Texte source
Référence à la notion à travers la jurisprudence communautaire:

            Il est possible d'affirmer que la notion de travailleur communautaire a fait l'objet d'une jurisprudence conséquente de la part de la Cour de Justice Européenne. En effet, les textes européens prévoient ce statut de travailleur mais ne donnent en aucun cas la définition de cette notion. C'est donc à la Cour de Justice qu'est revenu ce travail. C'est à travers deux arrêts que la Cour va définir cette notion : l’arrêt Lawrie Blum de 1986 et l’arrêt Levin de 1982.
L’arrêt Levin rendu en 1982 est l'un des premiers à aborder de manière spécifique la notion de travailleur.  Dans cette affaire, la Cour a expliqué les concepts de «travailleur» et d'«activité salariée», ils définissent des libertés fondamentales et ne doivent pas être interprétés de façon restrictive. La réglementation sur la libre circulation des travailleurs concerne aussi les personnes qui exercent ou voudraient exercer une activité salariée à temps partiel. Les règles relatives à la libre circulation des travailleurs ne couvrent que l'exercice d'activités réelles et effectives.

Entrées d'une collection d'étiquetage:
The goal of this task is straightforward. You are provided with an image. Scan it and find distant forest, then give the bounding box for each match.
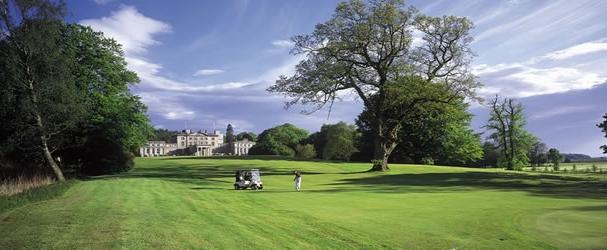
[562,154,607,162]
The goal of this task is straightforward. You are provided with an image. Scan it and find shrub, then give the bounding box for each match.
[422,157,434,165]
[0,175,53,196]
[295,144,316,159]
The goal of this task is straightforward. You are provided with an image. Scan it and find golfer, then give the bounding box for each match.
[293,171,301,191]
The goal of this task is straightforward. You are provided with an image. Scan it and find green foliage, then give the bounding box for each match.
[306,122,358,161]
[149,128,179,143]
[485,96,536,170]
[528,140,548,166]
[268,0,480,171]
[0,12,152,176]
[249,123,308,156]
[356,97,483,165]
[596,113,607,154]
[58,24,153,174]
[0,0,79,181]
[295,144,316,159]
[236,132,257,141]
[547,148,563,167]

---

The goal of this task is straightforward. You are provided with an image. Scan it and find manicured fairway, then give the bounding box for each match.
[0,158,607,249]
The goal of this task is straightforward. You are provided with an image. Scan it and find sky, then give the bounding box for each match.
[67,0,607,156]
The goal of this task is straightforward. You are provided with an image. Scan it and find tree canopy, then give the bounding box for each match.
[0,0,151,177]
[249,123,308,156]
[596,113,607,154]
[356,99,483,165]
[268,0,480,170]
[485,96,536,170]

Exercices proposés
(a) D'après le texte sur la notion de travailleur communautaire, à quel exercice d'activités les règles relatives à la libre circulation des travailleurs se limitent-elles ?
(b) Poursuivez le texte sur la notion de travailleur communautaire à la suite de sa dernière phrase.

Corrigés
(a) À l'exercice d'activités réelles et effectives.

(b)
Il ressort donc de cette jurisprudence que la notion même de travailleur doit être interprétée largement pour favoriser les échanges économiques. C'est une jurisprudence en accord avec les objectifs communautaires de l'époque, qui étaient avant tout économique. Le juge communautaire a souhaité étendre à un maximum de personnes le statut de travailleur et les droits qui en découlent.
C'est néanmoins l’arrêt Lawrie Blum de 1986 qui va déterminer précisément la notion de travailleur en dégageant trois critères pour la satisfaire. La caractéristique essentielle de la notion de relation de travail est la circonstance qu’une personne accomplit, pendant un certain temps, en faveur d’une autre et sous la direction de celle-ci, des prestations en contrepartie desquelles elle touche une rémunération.
En d'autres termes, est travailleur la personne exerçant une activité économique pendant un certain temps, sous l'autorité d'une autre personne et moyennant une contrepartie. Il faut donc pour acquérir le statut de travailleur : une prestation de travail, une rémunération et un lien de subordination.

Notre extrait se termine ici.